Written instruction: Count how many lines of the data below contain the string "outline". Reply with that number only.

Data drawn from a collection:
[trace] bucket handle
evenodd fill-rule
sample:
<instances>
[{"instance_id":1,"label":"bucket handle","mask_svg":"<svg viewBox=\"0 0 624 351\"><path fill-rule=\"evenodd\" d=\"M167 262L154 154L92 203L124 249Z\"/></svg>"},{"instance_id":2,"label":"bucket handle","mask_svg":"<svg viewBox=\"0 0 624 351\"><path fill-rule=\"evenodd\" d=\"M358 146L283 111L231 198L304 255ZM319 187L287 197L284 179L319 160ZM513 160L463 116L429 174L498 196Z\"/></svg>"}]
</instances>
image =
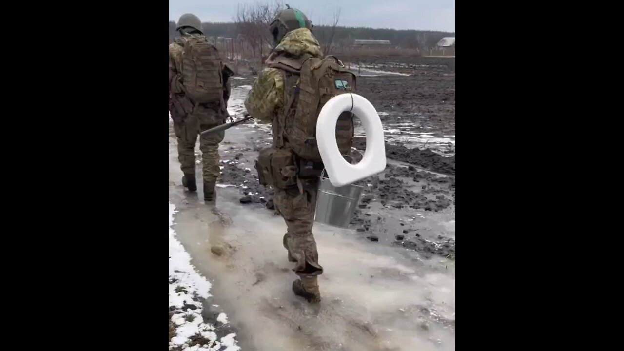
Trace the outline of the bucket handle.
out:
<instances>
[{"instance_id":1,"label":"bucket handle","mask_svg":"<svg viewBox=\"0 0 624 351\"><path fill-rule=\"evenodd\" d=\"M353 157L352 157L349 156L349 155L344 155L344 154L343 154L343 155L341 155L341 156L343 156L343 157L349 157L349 163L350 163L350 164L353 164ZM346 160L344 160L344 161L346 161ZM325 167L323 167L323 171L321 171L321 180L323 180L323 173L325 173L325 174L327 174L327 172L326 172L326 169L325 169ZM327 178L328 178L328 179L329 179L329 176L327 176Z\"/></svg>"}]
</instances>

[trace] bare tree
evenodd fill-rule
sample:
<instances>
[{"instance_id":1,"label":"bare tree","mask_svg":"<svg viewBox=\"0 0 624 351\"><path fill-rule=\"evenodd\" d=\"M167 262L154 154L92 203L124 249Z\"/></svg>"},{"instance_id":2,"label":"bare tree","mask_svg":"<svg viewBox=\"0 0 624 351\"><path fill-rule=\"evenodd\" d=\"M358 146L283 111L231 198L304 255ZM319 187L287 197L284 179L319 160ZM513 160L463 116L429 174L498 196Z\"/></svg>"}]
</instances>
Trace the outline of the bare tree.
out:
<instances>
[{"instance_id":1,"label":"bare tree","mask_svg":"<svg viewBox=\"0 0 624 351\"><path fill-rule=\"evenodd\" d=\"M340 20L341 9L338 7L334 11L334 18L329 25L329 32L328 33L326 40L321 43L323 46L323 52L324 55L329 55L331 52L334 45L334 41L336 38L336 28L338 26L338 22Z\"/></svg>"},{"instance_id":2,"label":"bare tree","mask_svg":"<svg viewBox=\"0 0 624 351\"><path fill-rule=\"evenodd\" d=\"M234 19L238 33L251 49L252 56L262 64L265 54L270 50L273 39L269 31L271 22L285 8L284 2L275 0L271 3L256 2L238 4Z\"/></svg>"}]
</instances>

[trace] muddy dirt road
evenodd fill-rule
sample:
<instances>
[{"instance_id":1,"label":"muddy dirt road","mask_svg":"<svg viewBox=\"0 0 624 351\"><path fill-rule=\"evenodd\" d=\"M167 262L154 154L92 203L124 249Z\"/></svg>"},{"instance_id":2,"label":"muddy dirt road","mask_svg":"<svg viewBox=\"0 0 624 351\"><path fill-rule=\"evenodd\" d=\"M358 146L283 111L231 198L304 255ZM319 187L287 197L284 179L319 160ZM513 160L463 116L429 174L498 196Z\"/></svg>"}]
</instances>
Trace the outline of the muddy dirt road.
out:
<instances>
[{"instance_id":1,"label":"muddy dirt road","mask_svg":"<svg viewBox=\"0 0 624 351\"><path fill-rule=\"evenodd\" d=\"M418 68L391 67L400 60L380 63L366 64L375 64L369 71L405 74ZM169 200L178 211L175 230L192 263L213 283L214 296L204 305L218 305L227 314L228 332L238 334L242 350L455 350L454 157L444 157L454 155L454 65L452 71L429 71L414 76L373 72L358 78L361 94L383 112L384 126L391 130L388 167L361 182L365 194L351 229L315 224L325 269L318 308L290 290L296 277L281 245L286 226L271 210L270 190L257 184L253 161L270 142L269 127L250 124L227 133L220 147L218 199L211 206L184 191L170 126ZM421 97L419 87L428 77L421 76L427 74L434 82ZM228 109L236 116L244 111L242 100L253 81L234 82ZM384 86L402 87L413 97L383 102L391 99ZM442 101L451 91L452 101ZM452 119L452 127L445 119ZM427 143L427 136L449 141ZM414 146L429 150L409 150ZM210 311L204 315L210 322Z\"/></svg>"}]
</instances>

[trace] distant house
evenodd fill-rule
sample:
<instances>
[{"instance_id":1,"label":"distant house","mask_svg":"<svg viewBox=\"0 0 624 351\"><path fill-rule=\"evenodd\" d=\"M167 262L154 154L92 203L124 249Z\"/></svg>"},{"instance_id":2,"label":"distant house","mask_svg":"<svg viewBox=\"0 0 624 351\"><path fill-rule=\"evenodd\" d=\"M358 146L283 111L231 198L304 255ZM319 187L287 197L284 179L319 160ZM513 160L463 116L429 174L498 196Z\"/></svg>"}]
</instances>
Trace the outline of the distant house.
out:
<instances>
[{"instance_id":1,"label":"distant house","mask_svg":"<svg viewBox=\"0 0 624 351\"><path fill-rule=\"evenodd\" d=\"M449 47L455 46L455 37L446 37L440 39L436 44L439 47Z\"/></svg>"},{"instance_id":2,"label":"distant house","mask_svg":"<svg viewBox=\"0 0 624 351\"><path fill-rule=\"evenodd\" d=\"M353 42L353 46L354 47L366 47L366 48L389 48L391 47L391 44L389 40L358 40Z\"/></svg>"}]
</instances>

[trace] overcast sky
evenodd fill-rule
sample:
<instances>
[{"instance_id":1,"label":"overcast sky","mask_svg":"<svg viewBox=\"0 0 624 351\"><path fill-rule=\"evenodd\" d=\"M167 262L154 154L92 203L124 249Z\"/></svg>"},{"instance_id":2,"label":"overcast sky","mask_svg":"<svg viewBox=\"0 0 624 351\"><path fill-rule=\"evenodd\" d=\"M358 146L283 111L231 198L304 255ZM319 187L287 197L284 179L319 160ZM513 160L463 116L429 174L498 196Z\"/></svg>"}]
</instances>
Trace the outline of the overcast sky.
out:
<instances>
[{"instance_id":1,"label":"overcast sky","mask_svg":"<svg viewBox=\"0 0 624 351\"><path fill-rule=\"evenodd\" d=\"M232 22L237 4L256 1L169 0L169 19L177 21L181 14L192 12L202 22ZM339 7L341 26L455 31L455 0L285 0L285 2L303 11L314 24L329 22Z\"/></svg>"}]
</instances>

Full answer: 5